▸ What the task requires
Retype every entry word for word.

▸ Material to process
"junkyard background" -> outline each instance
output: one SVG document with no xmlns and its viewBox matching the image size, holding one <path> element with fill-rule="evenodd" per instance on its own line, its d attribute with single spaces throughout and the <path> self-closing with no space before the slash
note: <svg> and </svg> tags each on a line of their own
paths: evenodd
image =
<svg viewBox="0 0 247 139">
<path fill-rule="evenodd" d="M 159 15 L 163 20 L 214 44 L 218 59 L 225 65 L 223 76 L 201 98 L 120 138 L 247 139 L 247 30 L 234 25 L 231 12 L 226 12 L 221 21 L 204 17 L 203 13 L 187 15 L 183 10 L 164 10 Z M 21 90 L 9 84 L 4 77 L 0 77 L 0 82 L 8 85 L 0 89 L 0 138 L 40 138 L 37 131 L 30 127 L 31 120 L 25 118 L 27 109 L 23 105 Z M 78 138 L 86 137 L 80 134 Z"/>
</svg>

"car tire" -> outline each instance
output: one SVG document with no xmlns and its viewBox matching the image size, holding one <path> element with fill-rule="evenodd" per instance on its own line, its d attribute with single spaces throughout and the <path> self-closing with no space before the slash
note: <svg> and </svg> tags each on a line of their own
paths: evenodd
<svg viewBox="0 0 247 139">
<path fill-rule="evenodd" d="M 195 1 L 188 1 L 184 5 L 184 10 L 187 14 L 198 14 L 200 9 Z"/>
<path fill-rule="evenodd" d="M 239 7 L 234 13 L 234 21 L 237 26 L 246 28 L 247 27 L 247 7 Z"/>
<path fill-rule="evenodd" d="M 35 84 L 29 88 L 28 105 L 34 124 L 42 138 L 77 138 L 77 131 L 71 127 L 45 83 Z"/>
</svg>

▸ Written response
"junkyard background" -> outline each instance
output: one SVG document with no xmlns and its viewBox matching the image size, holding one <path> element with fill-rule="evenodd" per instance on its own line, its d attribute with single spaces throughout and the <path> self-closing with no space before the slash
note: <svg> and </svg> tags each on a line of their own
paths: evenodd
image =
<svg viewBox="0 0 247 139">
<path fill-rule="evenodd" d="M 159 15 L 163 20 L 214 44 L 218 59 L 225 65 L 223 76 L 201 98 L 120 138 L 247 139 L 247 30 L 234 25 L 231 12 L 226 12 L 221 21 L 204 17 L 203 13 L 187 15 L 183 10 L 164 10 Z M 21 90 L 9 84 L 4 77 L 0 77 L 0 82 L 8 85 L 0 89 L 0 138 L 40 138 L 37 131 L 30 127 L 31 120 L 25 118 L 27 109 L 23 105 Z M 78 138 L 86 137 L 80 134 Z"/>
</svg>

"car tire" -> outline each instance
output: one SVG document with no xmlns and its viewBox matching the image size, holding one <path> element with fill-rule="evenodd" per instance on its own line, its d attribute with single spaces throughout and the <path> self-closing with no space before the slash
note: <svg> and </svg> tags each on a line of their own
paths: evenodd
<svg viewBox="0 0 247 139">
<path fill-rule="evenodd" d="M 195 1 L 188 1 L 184 5 L 184 10 L 187 14 L 198 14 L 200 9 Z"/>
<path fill-rule="evenodd" d="M 239 7 L 234 13 L 234 21 L 237 26 L 246 28 L 247 27 L 247 7 Z"/>
<path fill-rule="evenodd" d="M 35 84 L 29 88 L 28 105 L 34 124 L 42 138 L 77 138 L 77 131 L 71 127 L 45 83 Z"/>
</svg>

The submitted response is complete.